- Stated task
Copy the lines that follow, keeping every character the same.

- Supplied data
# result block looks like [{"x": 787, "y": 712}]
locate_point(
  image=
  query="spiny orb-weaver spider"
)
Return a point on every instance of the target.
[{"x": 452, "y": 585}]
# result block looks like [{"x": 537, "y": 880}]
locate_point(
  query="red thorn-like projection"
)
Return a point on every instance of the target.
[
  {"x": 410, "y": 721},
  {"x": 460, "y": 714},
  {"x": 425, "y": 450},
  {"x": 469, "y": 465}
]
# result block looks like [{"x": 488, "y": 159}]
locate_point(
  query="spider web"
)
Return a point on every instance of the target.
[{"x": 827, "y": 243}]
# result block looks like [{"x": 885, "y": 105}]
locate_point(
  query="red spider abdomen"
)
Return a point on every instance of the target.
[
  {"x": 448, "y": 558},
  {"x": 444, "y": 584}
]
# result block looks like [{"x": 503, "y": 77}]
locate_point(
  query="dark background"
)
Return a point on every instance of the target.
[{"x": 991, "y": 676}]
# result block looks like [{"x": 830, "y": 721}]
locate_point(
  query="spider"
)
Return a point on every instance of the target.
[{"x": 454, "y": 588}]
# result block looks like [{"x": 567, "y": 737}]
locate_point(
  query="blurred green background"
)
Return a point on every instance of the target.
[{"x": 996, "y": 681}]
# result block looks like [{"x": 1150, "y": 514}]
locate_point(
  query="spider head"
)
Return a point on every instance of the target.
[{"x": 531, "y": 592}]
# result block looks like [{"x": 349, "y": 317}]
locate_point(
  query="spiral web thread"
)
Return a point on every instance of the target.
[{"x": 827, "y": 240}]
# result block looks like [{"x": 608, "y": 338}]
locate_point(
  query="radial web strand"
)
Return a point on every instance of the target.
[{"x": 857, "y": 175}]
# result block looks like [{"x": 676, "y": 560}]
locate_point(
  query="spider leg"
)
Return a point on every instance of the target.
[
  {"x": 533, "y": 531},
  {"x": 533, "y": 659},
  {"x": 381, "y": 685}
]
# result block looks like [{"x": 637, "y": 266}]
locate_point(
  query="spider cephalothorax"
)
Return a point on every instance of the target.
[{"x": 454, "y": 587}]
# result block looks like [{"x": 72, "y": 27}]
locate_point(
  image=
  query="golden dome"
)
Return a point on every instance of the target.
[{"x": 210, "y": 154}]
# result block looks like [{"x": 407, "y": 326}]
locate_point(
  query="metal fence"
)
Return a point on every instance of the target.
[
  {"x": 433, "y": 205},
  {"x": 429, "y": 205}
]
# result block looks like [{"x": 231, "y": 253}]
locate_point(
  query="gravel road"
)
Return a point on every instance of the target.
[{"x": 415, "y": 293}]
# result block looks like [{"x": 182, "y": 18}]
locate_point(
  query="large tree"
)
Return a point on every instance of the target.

- Complete answer
# result block looks like [{"x": 787, "y": 712}]
locate_point(
  image=
  query="spiny orb-weaver spider"
)
Return a point on every instance of the target.
[{"x": 452, "y": 585}]
# result block looks like [{"x": 537, "y": 880}]
locate_point(
  query="red thorn-like projection"
)
Return a point on every instance of the target.
[
  {"x": 410, "y": 721},
  {"x": 460, "y": 714},
  {"x": 425, "y": 450},
  {"x": 469, "y": 465}
]
# result block looks like [{"x": 488, "y": 159}]
locate_point(
  query="spider web"
)
Return a point on every instance of the target.
[{"x": 827, "y": 243}]
# result block looks like [{"x": 885, "y": 105}]
locate_point(
  query="red spider abdomen"
)
Return a point on every instance of the target.
[
  {"x": 448, "y": 558},
  {"x": 444, "y": 584}
]
# result block looks like [{"x": 503, "y": 77}]
locate_point(
  query="dark background"
)
Return a point on every instance of the target.
[{"x": 991, "y": 676}]
# result block looks like [{"x": 830, "y": 721}]
locate_point(
  query="spider"
)
Return a point on every instance of the target.
[{"x": 454, "y": 588}]
# result block looks like [{"x": 567, "y": 737}]
locate_point(
  query="blurred green background"
)
Return a point on every instance of the target.
[{"x": 996, "y": 681}]
# result block looks like [{"x": 1150, "y": 514}]
locate_point(
  query="spider head"
)
Return a point on every instance of the target.
[{"x": 531, "y": 592}]
# result block looks like [{"x": 349, "y": 317}]
locate_point(
  query="spiral web thread"
)
Return a point on every instance of the target.
[{"x": 827, "y": 240}]
# result block looks like [{"x": 608, "y": 338}]
locate_point(
  query="radial web strand"
)
Return a point on every instance of the target.
[{"x": 857, "y": 175}]
# result block looks like [{"x": 676, "y": 560}]
locate_point(
  query="spider leg"
)
Return a point on every instance of the target.
[
  {"x": 533, "y": 531},
  {"x": 533, "y": 659},
  {"x": 381, "y": 685}
]
# result block looks like [{"x": 637, "y": 266}]
locate_point(
  query="spider cephalothorax"
)
Return a point on every instance of the target.
[{"x": 454, "y": 587}]
# result block looks like [{"x": 72, "y": 27}]
locate_point(
  image=
  query="golden dome"
)
Return a point on every instance of the target.
[{"x": 210, "y": 154}]
# result block looks like [{"x": 407, "y": 326}]
locate_point(
  query="metal fence"
)
Return a point on every instance of the target.
[
  {"x": 433, "y": 205},
  {"x": 429, "y": 205}
]
# result block looks like [{"x": 231, "y": 253}]
locate_point(
  query="gravel road"
)
Return a point on every instance of the target.
[{"x": 415, "y": 293}]
# result block looks like [{"x": 182, "y": 18}]
locate_point(
  query="large tree"
)
Return a point on every instance of the target.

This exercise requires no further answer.